--- Records for this task ---

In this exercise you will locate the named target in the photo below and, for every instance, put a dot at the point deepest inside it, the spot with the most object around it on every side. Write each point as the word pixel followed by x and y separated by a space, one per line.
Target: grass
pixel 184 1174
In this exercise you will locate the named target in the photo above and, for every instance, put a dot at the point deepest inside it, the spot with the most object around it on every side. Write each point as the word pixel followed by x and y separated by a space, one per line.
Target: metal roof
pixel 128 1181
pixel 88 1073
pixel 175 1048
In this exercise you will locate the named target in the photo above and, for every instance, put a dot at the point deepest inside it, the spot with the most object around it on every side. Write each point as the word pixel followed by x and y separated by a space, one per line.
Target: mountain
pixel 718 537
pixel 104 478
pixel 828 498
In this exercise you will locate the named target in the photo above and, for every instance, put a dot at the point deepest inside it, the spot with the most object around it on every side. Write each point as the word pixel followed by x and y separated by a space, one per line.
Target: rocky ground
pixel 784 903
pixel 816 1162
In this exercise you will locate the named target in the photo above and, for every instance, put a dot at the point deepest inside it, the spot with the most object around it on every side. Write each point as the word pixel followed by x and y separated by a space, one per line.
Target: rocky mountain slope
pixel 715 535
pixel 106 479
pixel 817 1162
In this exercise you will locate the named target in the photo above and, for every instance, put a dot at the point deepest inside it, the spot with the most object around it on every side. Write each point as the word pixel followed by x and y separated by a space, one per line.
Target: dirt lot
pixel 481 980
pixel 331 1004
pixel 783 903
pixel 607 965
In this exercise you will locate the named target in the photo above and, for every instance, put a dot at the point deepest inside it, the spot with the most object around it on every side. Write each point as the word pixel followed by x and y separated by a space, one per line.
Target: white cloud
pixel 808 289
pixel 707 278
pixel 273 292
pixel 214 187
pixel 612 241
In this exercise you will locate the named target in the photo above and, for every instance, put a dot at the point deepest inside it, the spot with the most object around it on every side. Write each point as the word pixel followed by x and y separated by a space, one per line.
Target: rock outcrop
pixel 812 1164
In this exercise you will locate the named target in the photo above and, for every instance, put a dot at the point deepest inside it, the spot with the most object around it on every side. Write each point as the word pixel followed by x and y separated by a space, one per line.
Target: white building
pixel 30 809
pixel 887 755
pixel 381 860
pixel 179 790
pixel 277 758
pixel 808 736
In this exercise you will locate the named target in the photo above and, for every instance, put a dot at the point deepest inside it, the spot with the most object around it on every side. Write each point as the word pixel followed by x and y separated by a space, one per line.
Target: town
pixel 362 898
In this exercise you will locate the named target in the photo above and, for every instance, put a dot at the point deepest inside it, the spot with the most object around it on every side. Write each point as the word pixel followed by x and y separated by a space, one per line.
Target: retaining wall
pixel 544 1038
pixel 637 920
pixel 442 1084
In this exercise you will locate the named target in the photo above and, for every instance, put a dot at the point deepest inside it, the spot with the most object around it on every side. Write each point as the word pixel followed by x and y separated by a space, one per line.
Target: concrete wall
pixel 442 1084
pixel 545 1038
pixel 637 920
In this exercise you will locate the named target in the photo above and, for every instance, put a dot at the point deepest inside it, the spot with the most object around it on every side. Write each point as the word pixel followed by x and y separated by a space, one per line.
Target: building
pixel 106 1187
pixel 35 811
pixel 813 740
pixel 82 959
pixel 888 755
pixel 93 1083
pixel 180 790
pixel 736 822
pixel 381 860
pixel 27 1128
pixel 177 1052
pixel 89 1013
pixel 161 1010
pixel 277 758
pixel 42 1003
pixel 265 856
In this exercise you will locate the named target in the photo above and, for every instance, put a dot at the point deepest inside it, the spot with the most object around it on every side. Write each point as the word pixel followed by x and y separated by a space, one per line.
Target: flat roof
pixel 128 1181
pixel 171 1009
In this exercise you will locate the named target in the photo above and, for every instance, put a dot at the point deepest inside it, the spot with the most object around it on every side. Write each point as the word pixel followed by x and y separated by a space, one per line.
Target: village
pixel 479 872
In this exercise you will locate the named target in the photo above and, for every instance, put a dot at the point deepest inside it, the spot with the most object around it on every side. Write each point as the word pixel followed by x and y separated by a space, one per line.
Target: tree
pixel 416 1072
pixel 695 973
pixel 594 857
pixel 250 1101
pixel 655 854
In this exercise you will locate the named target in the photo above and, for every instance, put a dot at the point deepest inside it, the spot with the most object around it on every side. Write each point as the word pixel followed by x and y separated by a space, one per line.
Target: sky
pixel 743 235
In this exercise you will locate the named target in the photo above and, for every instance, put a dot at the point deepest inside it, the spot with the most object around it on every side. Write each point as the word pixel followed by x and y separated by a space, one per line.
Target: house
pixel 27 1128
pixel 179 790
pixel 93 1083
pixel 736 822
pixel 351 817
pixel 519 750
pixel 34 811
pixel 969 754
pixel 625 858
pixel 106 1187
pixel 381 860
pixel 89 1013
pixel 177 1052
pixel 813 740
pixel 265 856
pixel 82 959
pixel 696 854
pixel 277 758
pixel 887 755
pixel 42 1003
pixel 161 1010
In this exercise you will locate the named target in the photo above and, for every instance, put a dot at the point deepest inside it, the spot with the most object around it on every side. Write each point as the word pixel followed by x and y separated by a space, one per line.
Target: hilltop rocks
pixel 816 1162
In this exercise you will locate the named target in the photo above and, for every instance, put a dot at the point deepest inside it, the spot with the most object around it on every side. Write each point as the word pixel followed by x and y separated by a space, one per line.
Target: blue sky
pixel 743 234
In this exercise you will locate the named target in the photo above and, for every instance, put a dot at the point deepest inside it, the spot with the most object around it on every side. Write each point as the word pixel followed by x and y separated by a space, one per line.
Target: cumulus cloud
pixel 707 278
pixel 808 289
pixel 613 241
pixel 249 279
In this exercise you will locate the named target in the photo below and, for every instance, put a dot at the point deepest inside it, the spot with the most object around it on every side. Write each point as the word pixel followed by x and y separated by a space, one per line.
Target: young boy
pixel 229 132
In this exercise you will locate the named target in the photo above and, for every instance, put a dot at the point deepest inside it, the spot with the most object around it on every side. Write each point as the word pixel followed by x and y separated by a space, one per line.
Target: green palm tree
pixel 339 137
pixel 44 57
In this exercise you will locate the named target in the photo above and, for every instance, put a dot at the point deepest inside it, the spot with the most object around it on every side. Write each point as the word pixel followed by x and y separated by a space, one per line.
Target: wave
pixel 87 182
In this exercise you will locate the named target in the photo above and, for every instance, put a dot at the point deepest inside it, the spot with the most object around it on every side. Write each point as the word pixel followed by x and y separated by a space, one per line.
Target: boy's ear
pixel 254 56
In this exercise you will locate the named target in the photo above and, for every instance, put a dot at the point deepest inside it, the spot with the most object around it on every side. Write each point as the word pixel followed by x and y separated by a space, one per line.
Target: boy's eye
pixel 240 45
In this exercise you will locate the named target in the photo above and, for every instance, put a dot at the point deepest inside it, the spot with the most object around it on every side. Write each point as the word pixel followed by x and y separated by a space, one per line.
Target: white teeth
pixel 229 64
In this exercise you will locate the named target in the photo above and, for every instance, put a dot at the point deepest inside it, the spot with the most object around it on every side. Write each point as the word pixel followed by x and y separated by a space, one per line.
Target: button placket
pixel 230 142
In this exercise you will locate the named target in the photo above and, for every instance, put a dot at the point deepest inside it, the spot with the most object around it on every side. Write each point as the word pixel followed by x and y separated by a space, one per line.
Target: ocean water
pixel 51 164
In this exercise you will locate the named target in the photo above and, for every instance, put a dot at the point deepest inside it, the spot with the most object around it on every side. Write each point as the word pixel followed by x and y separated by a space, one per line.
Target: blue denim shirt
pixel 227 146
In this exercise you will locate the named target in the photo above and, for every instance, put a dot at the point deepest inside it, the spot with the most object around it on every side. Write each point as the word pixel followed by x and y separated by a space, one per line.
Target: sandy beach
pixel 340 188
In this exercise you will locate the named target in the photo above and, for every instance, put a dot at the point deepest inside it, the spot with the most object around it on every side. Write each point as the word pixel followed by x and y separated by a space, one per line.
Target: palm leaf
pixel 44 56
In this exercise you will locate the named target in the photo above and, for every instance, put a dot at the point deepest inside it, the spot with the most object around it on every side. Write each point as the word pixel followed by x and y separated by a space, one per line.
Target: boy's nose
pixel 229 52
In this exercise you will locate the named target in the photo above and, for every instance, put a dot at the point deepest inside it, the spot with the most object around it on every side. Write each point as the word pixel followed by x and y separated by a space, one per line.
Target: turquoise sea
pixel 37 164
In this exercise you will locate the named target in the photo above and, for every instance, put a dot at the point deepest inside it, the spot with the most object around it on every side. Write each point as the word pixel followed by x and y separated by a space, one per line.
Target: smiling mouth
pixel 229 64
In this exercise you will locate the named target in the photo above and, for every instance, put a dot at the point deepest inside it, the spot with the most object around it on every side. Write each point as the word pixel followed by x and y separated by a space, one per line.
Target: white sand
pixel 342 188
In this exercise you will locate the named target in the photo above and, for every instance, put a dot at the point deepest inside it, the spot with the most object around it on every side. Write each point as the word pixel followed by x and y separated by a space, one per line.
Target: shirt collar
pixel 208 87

---

* [Task prompt] Please copy exactly the lines from the one that contains "Target: boy's nose" up to and including the final line of the listing above.

* [Exercise response]
Target: boy's nose
pixel 229 52
In this exercise you will locate the named target in the photo above and, for every instance, put a dot at the point deepest inside it, the spot with the most object around it on every side. Write each point as the word pixel followed by x and y separated by a space, one per line.
Target: turquoise sea
pixel 37 164
In this exercise you will locate the named target in the photo above and, for every instance, put a dot at the point deepest inside it, the spot with the most object around it on every side. Write each point as the word pixel followed by x and y separated by a space, one per line.
Target: smiling mouth
pixel 229 64
In this exercise you will locate the named target in the photo above and, for every instance, put a dot at the point deepest inside it, the spot with the most object around it on every side. Write each point as the word pixel followed by x and y separated by a space, one per line.
Target: white sand
pixel 342 188
In this exercise you will locate the named target in the photo above and, for every instance, put a dot at the point deepest inside it, the spot with the most object around it on every side. Write each point as the word pixel followed by x and y separated by a space, one per line.
Target: shirt collar
pixel 208 87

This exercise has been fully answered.